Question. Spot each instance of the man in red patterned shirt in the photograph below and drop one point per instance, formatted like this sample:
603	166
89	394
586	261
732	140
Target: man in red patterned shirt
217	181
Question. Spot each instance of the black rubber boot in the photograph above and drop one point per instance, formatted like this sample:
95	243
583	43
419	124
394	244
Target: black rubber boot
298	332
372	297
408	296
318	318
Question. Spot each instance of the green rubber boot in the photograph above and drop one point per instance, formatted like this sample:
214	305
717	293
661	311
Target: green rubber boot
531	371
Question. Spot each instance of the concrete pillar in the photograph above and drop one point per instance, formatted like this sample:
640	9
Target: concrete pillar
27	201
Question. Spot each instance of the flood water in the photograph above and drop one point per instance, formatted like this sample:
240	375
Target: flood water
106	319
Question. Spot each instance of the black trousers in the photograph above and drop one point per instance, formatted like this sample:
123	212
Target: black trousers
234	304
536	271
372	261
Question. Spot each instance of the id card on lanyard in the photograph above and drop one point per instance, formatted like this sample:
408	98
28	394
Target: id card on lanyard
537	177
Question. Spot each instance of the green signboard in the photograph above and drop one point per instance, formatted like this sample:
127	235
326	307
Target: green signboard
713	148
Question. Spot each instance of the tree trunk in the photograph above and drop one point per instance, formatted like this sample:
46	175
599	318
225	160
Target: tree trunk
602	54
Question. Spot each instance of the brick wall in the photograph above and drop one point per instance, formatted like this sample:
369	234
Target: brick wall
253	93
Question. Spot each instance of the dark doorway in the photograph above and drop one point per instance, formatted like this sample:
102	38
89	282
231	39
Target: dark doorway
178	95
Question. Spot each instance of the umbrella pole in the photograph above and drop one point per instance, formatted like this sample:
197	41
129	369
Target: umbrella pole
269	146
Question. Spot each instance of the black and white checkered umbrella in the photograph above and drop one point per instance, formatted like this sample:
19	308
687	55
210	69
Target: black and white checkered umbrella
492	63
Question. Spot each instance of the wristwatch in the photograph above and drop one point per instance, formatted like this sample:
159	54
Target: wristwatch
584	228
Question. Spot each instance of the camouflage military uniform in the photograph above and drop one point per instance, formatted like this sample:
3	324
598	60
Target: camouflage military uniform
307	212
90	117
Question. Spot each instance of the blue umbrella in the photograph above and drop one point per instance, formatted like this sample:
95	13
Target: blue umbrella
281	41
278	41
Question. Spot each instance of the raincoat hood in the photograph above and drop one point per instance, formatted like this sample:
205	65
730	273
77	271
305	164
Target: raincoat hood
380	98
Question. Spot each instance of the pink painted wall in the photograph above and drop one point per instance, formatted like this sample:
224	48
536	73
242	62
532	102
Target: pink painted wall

| Task description |
Return all of the material above word for word, with every line and number unchanged.

| The solution |
Question. Spot each instance of the man in red patterned shirt in the photograph below and drop one point per instance, formatted like this sample:
603	166
89	394
586	261
732	140
Target: man in red patterned shirt
217	181
Question. Spot each instance of the black rubber boot in the photograph above and drop one point per instance, formatted like this sample:
95	243
583	43
419	124
394	244
Target: black rubber boot
298	332
372	297
408	296
318	318
Question. Spot each instance of the green rubber boot in the photograph above and drop one point per instance, formatted like this sample:
214	305
717	293
661	311
Target: green rubber boot
531	371
Question. Spot each instance of the concrete pillar in the photograph above and drop one point per instance, formatted like this sample:
640	9
Target: concrete pillar
27	201
Question. Spot each instance of the flood water in the photograph above and drop one point per instance, formatted like this sample:
240	375
Target: flood water
106	319
Question. Spot each instance of the black trousers in the photograph above and drop one point per instance, formatted like this sample:
123	212
Target: black trousers
234	304
536	271
372	261
Question. Spot each instance of the id card on lanyard in the photograph above and drop one point per instance, formatted like this sample:
408	98
28	394
Target: id card on lanyard
537	177
Question. Spot each instance of the green signboard in the photograph above and drop one point per instance, formatted like this sample:
127	235
326	307
Target: green signboard
713	148
Question. Spot each instance of the tree trunk in the photograph above and drop one point per instance, formatted like this sample:
46	175
599	318
225	160
Target: tree trunk
602	54
Question. Spot each instance of the brick wall in the photograph above and drop one point per instance, formatted like this sample:
369	234
Target: brick wall
253	93
Question. Spot each instance of the dark doorway in the photograph above and drop one point per instance, formatted like this sample:
102	38
89	282
231	39
Target: dark doorway
178	95
Question. Spot each instance of the umbrella pole in the photograph above and drop one point per instance, formatted like this sample:
197	41
129	369
Target: umbrella pole
269	146
Question. Spot each instance of the black and white checkered umbrella in the photograph above and drop one point per instance, formatted like this sample:
19	308
687	55
210	69
Target: black and white checkered umbrella
492	63
Question. Spot each instance of the wristwatch in the photograph above and drop one point per instance, formatted like this sample:
159	54
Target: wristwatch
584	228
Question. Spot each instance of the camouflage military uniform in the photograph above and drop one point per instance, formatted like this sample:
3	324
598	60
Target: camouflage military uniform
307	212
90	117
Question. Spot each instance of the blue umbrella in the photograph above and drop one point per instance, formatted like this sample:
95	13
Target: blue umbrella
281	41
278	41
Question. Spot each instance of the raincoat hood in the photograph above and drop one point per instance, formatted like this sample:
205	65
730	273
77	271
305	164
Target: raincoat hood
380	98
Question. Spot each instance of the pink painted wall in the photograph above and drop one point per instance, formatted like this sample:
224	48
536	73
242	62
532	102
Target: pink painted wall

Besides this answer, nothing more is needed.